• _What this task involves_: Repeat every line of the records below verbatim, leaving out the pictures.

'''

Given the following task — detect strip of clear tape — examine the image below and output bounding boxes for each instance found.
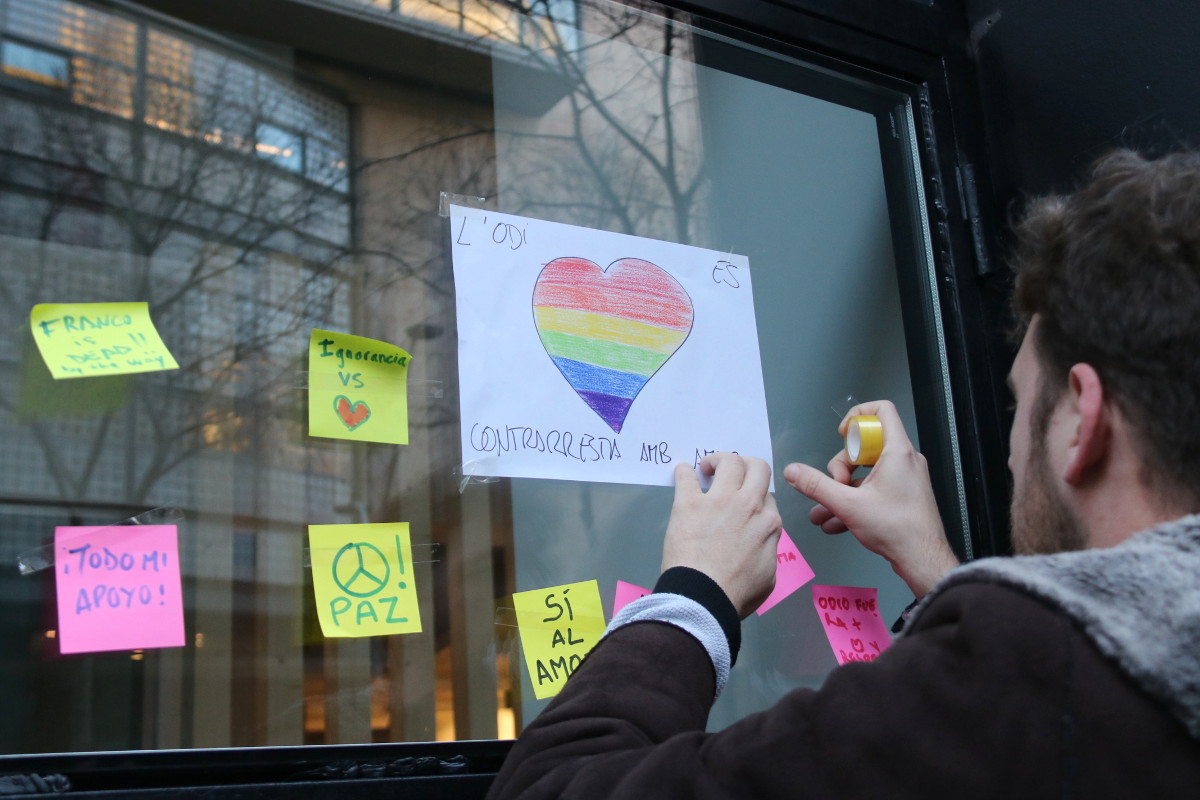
[17,506,184,575]
[438,192,487,217]
[304,542,442,567]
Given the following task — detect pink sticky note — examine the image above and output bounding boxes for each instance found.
[757,530,815,616]
[612,581,650,616]
[812,584,892,664]
[54,525,184,654]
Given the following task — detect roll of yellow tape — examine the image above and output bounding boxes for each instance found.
[846,415,883,467]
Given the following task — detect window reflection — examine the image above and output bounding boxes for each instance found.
[0,0,902,752]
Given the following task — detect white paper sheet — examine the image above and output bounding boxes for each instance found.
[450,206,774,488]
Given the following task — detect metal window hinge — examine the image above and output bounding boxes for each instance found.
[955,164,991,275]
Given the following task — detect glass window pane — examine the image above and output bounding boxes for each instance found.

'''

• _Result below_:
Given the following task — detect strip of clear tape — examine the image below and output bounding boxes for each instance found.
[17,506,184,575]
[438,192,487,217]
[304,542,442,567]
Given the following task — detect pink sticky note — examine the image above and output bounding boxes for each instance found.
[757,530,815,616]
[612,581,650,616]
[812,584,892,664]
[54,525,184,654]
Given the following task — detect roll of yellow tape — examine the image above and output bounding boxes for each instance found.
[846,415,883,467]
Given the following task — detect window reflection — examine the image above and output bounding boxes for each instance found.
[0,0,902,752]
Given the following task — detect white paper sheet — examine the image above and output bounding boxes for each instance found.
[450,206,774,488]
Given the following task — detect metal window hinge — examine the image above and output bounding boxes for each instance found.
[955,164,991,275]
Given the following task — detect glass window pane — examine the image above and output bounding boxes for each instance found.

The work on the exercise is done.